DATA LISTING »
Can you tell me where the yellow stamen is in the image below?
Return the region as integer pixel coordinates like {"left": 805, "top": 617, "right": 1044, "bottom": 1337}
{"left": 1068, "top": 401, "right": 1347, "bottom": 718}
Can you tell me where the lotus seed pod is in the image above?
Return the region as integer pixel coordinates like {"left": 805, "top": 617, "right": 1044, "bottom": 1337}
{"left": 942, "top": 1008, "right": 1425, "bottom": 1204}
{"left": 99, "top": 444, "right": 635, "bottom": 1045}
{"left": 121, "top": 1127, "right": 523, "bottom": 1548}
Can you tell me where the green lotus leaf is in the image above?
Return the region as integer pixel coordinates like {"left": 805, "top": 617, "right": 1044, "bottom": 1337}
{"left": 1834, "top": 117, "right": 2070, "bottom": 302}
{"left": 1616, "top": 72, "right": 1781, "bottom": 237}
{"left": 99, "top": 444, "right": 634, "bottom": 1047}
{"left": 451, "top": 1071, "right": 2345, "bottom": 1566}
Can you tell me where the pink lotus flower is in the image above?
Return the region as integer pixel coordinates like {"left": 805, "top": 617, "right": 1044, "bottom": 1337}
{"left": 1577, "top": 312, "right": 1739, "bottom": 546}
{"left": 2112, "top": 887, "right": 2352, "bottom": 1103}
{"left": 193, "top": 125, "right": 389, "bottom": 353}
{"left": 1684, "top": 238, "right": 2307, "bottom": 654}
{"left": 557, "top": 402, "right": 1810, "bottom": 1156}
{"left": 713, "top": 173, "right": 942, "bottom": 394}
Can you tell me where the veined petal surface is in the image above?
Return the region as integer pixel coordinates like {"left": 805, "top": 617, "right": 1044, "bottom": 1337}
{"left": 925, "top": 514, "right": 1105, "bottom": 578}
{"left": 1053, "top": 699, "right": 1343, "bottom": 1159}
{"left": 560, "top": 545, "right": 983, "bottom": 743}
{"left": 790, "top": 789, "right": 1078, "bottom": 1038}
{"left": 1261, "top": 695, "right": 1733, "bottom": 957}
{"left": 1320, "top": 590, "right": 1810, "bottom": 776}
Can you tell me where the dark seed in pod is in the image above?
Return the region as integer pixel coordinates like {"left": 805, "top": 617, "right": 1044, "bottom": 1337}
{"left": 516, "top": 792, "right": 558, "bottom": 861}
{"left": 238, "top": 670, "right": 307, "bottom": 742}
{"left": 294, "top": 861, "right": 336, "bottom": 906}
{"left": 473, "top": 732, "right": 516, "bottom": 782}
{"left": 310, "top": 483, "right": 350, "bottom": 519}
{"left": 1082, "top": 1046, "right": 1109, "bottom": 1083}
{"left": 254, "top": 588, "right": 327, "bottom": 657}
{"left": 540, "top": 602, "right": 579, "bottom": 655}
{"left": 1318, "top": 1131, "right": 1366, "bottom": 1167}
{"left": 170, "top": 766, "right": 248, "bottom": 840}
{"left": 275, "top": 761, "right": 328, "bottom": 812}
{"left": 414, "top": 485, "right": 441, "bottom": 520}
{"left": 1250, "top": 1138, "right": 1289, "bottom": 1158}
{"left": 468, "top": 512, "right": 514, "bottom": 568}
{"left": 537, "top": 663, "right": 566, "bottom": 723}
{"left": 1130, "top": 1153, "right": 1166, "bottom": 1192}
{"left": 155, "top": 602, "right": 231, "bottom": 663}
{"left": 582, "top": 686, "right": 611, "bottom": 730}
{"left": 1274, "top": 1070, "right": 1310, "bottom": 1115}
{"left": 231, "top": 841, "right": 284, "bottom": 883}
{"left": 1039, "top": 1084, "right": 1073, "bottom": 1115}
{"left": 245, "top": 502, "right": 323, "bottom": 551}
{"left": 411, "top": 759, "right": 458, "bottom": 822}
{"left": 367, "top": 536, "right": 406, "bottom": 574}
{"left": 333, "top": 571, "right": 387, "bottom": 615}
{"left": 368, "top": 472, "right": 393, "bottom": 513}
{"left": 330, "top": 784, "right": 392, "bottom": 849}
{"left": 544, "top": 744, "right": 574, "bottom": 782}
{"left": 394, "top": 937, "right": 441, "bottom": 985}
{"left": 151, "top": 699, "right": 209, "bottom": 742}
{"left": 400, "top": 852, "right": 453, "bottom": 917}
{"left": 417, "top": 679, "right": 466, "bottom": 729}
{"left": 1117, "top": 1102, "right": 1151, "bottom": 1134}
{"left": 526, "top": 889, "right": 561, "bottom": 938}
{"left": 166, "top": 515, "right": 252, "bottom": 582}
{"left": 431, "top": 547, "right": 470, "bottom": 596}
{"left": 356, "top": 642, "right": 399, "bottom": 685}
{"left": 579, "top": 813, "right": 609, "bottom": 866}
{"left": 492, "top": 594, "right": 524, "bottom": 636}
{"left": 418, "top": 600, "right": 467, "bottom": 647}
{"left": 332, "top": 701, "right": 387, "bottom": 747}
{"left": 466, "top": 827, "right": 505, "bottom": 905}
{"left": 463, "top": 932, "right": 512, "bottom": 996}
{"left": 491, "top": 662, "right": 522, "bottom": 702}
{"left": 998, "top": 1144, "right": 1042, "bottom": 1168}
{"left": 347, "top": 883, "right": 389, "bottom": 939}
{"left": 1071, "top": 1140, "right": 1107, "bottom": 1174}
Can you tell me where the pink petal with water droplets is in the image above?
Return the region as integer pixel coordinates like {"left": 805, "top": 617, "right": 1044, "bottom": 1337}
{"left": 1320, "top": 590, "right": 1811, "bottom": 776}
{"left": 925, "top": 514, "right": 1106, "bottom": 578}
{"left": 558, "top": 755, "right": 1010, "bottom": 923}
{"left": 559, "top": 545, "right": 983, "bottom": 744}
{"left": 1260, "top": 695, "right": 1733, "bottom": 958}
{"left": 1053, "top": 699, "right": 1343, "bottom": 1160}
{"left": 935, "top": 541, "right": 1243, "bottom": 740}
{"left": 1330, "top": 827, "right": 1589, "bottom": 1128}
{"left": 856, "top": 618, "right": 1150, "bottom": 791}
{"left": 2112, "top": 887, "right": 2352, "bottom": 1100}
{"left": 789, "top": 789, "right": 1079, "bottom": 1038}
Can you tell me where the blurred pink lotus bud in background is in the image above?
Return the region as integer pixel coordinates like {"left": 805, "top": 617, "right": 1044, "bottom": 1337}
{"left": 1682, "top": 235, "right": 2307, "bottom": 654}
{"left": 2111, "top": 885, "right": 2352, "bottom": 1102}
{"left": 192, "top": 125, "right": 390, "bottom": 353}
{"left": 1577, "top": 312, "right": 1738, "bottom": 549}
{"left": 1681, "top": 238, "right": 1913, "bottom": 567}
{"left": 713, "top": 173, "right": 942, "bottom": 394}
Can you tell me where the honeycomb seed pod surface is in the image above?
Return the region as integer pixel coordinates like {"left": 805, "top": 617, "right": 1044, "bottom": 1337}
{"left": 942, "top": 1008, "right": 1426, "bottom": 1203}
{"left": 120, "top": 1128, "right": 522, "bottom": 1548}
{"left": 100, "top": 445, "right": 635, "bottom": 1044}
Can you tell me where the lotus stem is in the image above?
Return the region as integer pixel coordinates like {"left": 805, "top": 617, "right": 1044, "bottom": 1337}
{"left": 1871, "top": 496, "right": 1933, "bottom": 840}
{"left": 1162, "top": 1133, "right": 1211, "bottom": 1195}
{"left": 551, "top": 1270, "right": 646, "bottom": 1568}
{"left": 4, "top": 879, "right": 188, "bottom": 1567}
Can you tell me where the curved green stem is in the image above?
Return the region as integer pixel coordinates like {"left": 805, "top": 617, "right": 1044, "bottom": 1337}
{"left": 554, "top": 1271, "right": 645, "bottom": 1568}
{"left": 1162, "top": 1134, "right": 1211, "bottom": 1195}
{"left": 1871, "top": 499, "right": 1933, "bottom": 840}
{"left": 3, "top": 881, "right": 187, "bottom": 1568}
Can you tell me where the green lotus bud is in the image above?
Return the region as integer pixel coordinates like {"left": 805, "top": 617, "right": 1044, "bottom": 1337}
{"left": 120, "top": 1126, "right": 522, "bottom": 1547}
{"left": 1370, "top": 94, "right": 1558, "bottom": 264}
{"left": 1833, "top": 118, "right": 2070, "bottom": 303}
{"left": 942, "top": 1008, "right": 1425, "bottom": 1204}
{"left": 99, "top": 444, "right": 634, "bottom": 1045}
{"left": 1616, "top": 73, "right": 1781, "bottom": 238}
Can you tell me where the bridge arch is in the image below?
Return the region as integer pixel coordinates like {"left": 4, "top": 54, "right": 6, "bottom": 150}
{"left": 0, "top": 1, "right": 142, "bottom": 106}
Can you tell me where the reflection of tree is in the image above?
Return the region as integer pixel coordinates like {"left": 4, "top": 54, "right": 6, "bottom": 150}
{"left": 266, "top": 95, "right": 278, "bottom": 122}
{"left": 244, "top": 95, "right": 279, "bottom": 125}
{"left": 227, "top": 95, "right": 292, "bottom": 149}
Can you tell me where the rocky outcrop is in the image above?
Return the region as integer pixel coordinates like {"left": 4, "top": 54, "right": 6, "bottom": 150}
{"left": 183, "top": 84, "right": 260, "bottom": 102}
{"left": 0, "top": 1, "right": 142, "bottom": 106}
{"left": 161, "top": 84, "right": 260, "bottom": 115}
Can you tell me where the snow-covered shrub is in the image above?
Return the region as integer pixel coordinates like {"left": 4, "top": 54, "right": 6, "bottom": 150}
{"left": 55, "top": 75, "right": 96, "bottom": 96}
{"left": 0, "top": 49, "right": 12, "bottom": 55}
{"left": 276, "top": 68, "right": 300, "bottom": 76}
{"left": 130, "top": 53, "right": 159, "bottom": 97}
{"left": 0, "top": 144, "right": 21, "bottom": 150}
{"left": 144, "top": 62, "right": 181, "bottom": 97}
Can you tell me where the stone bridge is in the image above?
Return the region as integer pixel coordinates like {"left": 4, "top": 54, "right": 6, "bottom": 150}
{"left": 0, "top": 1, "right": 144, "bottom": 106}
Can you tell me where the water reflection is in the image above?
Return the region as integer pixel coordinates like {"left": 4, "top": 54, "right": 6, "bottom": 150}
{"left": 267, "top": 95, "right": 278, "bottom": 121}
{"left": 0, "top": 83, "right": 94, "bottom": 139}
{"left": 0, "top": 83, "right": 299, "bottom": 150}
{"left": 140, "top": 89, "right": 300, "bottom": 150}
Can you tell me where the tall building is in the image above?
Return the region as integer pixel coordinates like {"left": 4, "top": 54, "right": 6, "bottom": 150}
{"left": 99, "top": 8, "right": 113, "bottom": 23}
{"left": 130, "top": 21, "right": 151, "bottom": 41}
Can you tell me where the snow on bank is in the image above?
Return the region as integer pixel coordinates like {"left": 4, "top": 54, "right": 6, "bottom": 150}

EXERCISE AIM » Wherever "surface" appears in the listing, report the line it is on.

TASK SOLUTION »
Can you tell me where the veined petal surface is in the image above?
Can you tell me where the honeycomb seed pod surface is in the image above?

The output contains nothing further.